YOUR TASK:
Write out the full listing again. Make no alterations.

ENTRIES SUPPLIED:

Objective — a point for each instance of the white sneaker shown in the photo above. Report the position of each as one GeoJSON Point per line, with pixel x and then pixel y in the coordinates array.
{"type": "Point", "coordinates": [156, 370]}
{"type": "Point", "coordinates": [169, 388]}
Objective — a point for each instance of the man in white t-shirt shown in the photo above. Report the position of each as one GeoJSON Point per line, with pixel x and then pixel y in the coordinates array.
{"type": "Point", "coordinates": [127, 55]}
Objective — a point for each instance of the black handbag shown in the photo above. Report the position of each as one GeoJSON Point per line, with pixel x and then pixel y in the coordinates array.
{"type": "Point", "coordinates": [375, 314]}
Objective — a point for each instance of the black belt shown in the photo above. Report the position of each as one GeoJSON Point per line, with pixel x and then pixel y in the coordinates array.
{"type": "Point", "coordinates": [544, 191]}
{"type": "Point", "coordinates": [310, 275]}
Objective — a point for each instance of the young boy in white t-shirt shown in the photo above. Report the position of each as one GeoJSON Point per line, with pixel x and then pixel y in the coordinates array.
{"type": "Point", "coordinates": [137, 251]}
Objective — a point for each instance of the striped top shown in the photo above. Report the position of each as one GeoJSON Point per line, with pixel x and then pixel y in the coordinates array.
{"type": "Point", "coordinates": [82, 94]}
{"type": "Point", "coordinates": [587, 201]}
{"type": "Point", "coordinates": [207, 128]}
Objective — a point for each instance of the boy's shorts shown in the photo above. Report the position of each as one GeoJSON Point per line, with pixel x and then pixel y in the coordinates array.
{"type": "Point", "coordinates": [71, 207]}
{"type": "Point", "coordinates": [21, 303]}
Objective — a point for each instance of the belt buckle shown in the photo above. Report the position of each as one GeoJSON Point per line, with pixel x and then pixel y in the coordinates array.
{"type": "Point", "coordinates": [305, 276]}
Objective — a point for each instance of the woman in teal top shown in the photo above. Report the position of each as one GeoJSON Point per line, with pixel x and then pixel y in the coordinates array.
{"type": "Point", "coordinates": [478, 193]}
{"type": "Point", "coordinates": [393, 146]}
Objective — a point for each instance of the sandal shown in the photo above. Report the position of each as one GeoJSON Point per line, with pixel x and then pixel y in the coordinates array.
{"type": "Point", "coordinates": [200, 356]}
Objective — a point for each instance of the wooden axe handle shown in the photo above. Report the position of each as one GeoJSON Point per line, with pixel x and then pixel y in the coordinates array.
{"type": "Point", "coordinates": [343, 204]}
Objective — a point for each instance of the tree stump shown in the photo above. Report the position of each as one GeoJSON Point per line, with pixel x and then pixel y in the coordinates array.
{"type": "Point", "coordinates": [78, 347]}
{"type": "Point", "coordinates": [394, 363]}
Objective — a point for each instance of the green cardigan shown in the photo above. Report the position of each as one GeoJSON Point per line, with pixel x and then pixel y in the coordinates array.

EXPECTED ANSWER:
Objective — a point for each instance of the white sneaker shown in the photo above. Report the position of each as one GeoJSON Point per line, with pixel x and then pixel y in the coordinates array.
{"type": "Point", "coordinates": [156, 370]}
{"type": "Point", "coordinates": [169, 388]}
Objective — a point for each instance of the man in white t-shirt shown in the photo above. Report the position of each as one GeoJSON Point per line, with pixel x and then pixel y in the coordinates array.
{"type": "Point", "coordinates": [127, 55]}
Objective — a point for each instance of the black handbag shown in the photo above. Report the position of each as one GeoJSON Point per line, with pixel x and then pixel y in the coordinates array.
{"type": "Point", "coordinates": [375, 314]}
Objective — a point for each instance of the black belt shown in the photo above. Report the position of each as one GeoJSON Point per line, with pixel x and then pixel y in the coordinates array.
{"type": "Point", "coordinates": [544, 191]}
{"type": "Point", "coordinates": [310, 275]}
Objective — a point for each instance of the young boy in white t-shirt shown in the photo above. Report the position of each as one GeoJSON Point per line, with pixel x and then pixel y in the coordinates array.
{"type": "Point", "coordinates": [137, 251]}
Objective — a point for each instance of the striped top shown in the photo above. Report the position of each as one GeoJSON Point per line, with pixel x and then pixel y in the coordinates array.
{"type": "Point", "coordinates": [82, 94]}
{"type": "Point", "coordinates": [587, 201]}
{"type": "Point", "coordinates": [207, 128]}
Objective — a point for each instance of the boy's shorts shown in the photo above. Report the position of each as one GeoJSON Point per line, with pixel x and then pixel y in the coordinates array.
{"type": "Point", "coordinates": [71, 207]}
{"type": "Point", "coordinates": [21, 303]}
Objective — a point for each instance of the belt buckle shown in the photo above. Report the position of each as one GeoJSON Point per line, with pixel x and then pixel y in the coordinates array.
{"type": "Point", "coordinates": [305, 276]}
Objective — a point for each instance of the woman in teal top shown in the photo above. Report the position of each as one GeoJSON Point per line, with pixel x and then pixel y in the coordinates array.
{"type": "Point", "coordinates": [478, 193]}
{"type": "Point", "coordinates": [393, 146]}
Objective — a point for each instance of the sandal shown in the photo above. Report the position of each as one GeoJSON Point per line, with pixel x and then pixel y in the coordinates array.
{"type": "Point", "coordinates": [200, 356]}
Objective — a point for each instance of the wooden axe handle shown in the photo above. Report the position of each as one GeoJSON Point per line, with pixel x and then pixel y in the coordinates array.
{"type": "Point", "coordinates": [343, 204]}
Objective — a point for each instance of the tree stump shown in the photo above. Report the position of each as one GeoJSON Point per line, with pixel x and then pixel y in the coordinates array.
{"type": "Point", "coordinates": [78, 347]}
{"type": "Point", "coordinates": [394, 363]}
Objective — a point for each instance of the green cardigan shown in the photo above. Report the position of each as one GeoJSON Point per line, with pixel x and then pixel y in the coordinates array.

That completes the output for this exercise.